*Problem 1*
Using the post about Dan's dogs, decide whether each of these statements agrees with it, answering yes or no and quoting the words of the post that decide it: (a) Dan once made an electric guitar out of a wooden chair seat. (b) The writer has rubbed chili powder on a hand so Floyd would yelp. (c) The bathroom at Dan's house is five steps from the front door.
*Problem 2*
Pick up the post about Dan's dogs at its final sentence and carry it on from there.

*Text excerpt*
Post by Walking After Midnight »

OK. So I'm over at my buddy Dan's house. He's got two dogs. They used to be Great Danes but now they're a Great Dane and a Pitt Bull. I'm trying to establish a replenishing of dogs to you...one dies and another pops up at Dan's house. He’s always had a couple dogs running around. And…it's always the same thing there, it goes like this; (1) I step in the door and (2) get mauled by the dogs.
The first thing I have to do, every visit, is go into the bathroom, which is five steps from the front door and wash the K-9 mucous off of my hands. I guess I should be glad the dogs think so highly of me, but truthfully, I don’t like them nearly as much as they like me.
Dan is a good friend; I've known him since high school when he was the Drummer for the best local High School rock band around..."The Days of Youth". He's one of those guys who you just want to hang around with. When he plays the drums, and I can remember this from my early teens, he's got this kind of Mick Fleetwood type of face...serious and almost expressionless but you can still tell he's having the time of his life. He’s into a lot of artsy type stuff. He’s ingenious and creative. One time I remember he made an electric guitar out of a wooden chair seat. He does a lot of stuff like that, still. And...he loves big dogs.
So there I am walking in the front door and getting licked to death. Lately, I've started to put my hands up in the air, or stick them in my pocket and say things like "YUCCKKK. DOG SPIT!", and Dan and Jane laugh and say..."Floyd stop bothering Randy". But Floyd STILL bothers me every time. He sticks his nose in my pocket and licks my hand. He loves my hand and I don't know why. He likes to make me move in weird ways by darting between my legs when I’m walking. He likes to act like he’s going to jump on me. But mostly he just licks me. Sometimes I think about rubbing chili powder or some sort of nasty oil on my hand so when he licks them he starts yelping. But then, how am I going to explain THAT to Dan?
And sometimes I think I'm just going to sit Dan and Jane down and go..."Look. You guys know I like to come over, but your Dogs are putting their gross tongues all over me EVERYTIME". But what kind of person does that? It’s not like Dan’s dogs are attacking me, they’re just licking me. What kind of creep says..."You're OK but I hate your dogs"? Nobody I want to know.
I almost got in a fight one time with my Brother in Law. I'm pushing six foot, so it’s not like I’m helpless, but Troy is 6'4, young and ready. We're over there for a cookout and here comes his Lab. This dog thinks that everyone loves him and so he’s being “friendly”, trying to breed with the kids, jumping up on people and I see him wagging the tail and heading my way. So I take the stance...Hands In Pocket. He starts licking my wrist. Troy is laughing. I go..."Hey man. Why don't you put this thing on a leash? I don't even like dogs and I gotta get a friggin’ bath by this fleabag. It's nasty." And Troy comes unglued, then we're in each other's face and I'm actually glad the women are stepping in 'cause it hurts a lot to get beat up now. Anyway, I found out where I stood with Troy that day: a couple steps below Duke. Or King or whatever his name is.

*Data shown*
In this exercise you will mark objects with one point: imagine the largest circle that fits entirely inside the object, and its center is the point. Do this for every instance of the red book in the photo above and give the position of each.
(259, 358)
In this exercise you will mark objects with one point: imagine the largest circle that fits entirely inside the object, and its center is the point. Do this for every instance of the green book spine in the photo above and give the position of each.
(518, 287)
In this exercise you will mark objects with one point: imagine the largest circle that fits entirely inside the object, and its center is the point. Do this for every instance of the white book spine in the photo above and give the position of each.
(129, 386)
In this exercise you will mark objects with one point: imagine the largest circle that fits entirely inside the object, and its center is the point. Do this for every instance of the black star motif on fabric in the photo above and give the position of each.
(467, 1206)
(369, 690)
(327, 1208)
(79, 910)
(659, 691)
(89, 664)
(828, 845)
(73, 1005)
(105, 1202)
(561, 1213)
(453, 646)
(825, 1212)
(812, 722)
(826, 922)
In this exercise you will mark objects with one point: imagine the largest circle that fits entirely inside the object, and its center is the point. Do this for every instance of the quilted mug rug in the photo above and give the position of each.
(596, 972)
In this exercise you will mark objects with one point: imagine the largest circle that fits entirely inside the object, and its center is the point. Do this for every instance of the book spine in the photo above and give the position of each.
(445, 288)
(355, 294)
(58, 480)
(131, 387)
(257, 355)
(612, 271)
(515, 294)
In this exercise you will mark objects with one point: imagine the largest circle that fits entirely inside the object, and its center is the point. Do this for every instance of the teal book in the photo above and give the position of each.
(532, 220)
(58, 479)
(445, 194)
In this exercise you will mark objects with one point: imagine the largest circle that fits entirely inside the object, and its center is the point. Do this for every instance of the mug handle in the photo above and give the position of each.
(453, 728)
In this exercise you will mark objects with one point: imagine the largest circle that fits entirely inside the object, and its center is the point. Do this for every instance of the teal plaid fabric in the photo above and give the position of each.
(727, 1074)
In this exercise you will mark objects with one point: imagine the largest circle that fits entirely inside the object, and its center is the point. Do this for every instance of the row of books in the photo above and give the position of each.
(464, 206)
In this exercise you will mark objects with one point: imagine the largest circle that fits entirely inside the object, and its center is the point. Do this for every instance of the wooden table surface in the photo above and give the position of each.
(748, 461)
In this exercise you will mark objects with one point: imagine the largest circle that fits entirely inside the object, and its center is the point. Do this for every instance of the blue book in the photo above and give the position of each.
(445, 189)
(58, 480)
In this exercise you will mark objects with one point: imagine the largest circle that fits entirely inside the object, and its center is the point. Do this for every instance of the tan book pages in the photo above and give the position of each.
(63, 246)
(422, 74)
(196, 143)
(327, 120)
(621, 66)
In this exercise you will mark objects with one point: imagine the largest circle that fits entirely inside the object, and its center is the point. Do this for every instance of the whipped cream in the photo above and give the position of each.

*Right answer 1*
(a) Yes: "One time I remember he made an electric guitar out of a wooden chair seat."
(b) No: "Sometimes I think about rubbing chili powder or some sort of nasty oil on my hand so when he licks them he starts yelping."
(c) Yes: "go into the bathroom, which is five steps from the front door"

*Right answer 2*
The truth of the matter is, I don't even really dislike dogs. I even consider myself sort of a Dog Fancier. I have actually bought Dog magazines to take to work and keep myself occupied. I recognize lots of different breeds..."Say. How old is your Dachshund?" and "Your Basenji is very well behaved for a breed known to be erratic." Stuff like that. I admire Dogs, but I don't want one. And I don't want to be licked by one.
Have you ever seen the commercials on TV for like, flea collars or dog food where the Dog's owner is on his knee rubbing the shoulders of his best friend after a game of Frisbee and the Dog is licking the person all over his lips? The DOG IS LICKING A PERSON ON HIS MOUTH for crying out loud! How sick are people? Where has that tongue been? Then the guy stands up, gives the wife a kiss and asks what’s for dinner?
We were watching the Westminster Kennel Club show one night, I’m not sure about this, and I hate to think this is the truth but it looks like the Handlers are keeping some sort of small sponge or something in their mouths, then taking it out and letting the dogs lick it for a reward and then putting it back in their own mouths. It can’t be happening though. I refuse to believe it. And have you seen the judges at those shows making sure a male dog has both of it’s…uh…(as my Dad says) seeds? I saw one elderly woman judge. She had on a long black dress, nice diamond ear rings and necklace, looked like she had just left the Governor’s Ball. Every dog was fondled. I’m wondering if she was that picky when she checked her possible future Spouses out. Opened his mouth, looked at his gums, stood his ears up, did a seed check, patted him on the rump and asked him to walk down, then back.
The truth is, I’m just too much of a wimp to actually say anything to Dan or Jane. It’s probably better that way anyway. I think they’re kind of catching on that I’m not as much of a Dog Lover as they are and I know they’re not going to put Floyd and what’s his name away every time company comes over. Maybe I’ll buy a raincoat.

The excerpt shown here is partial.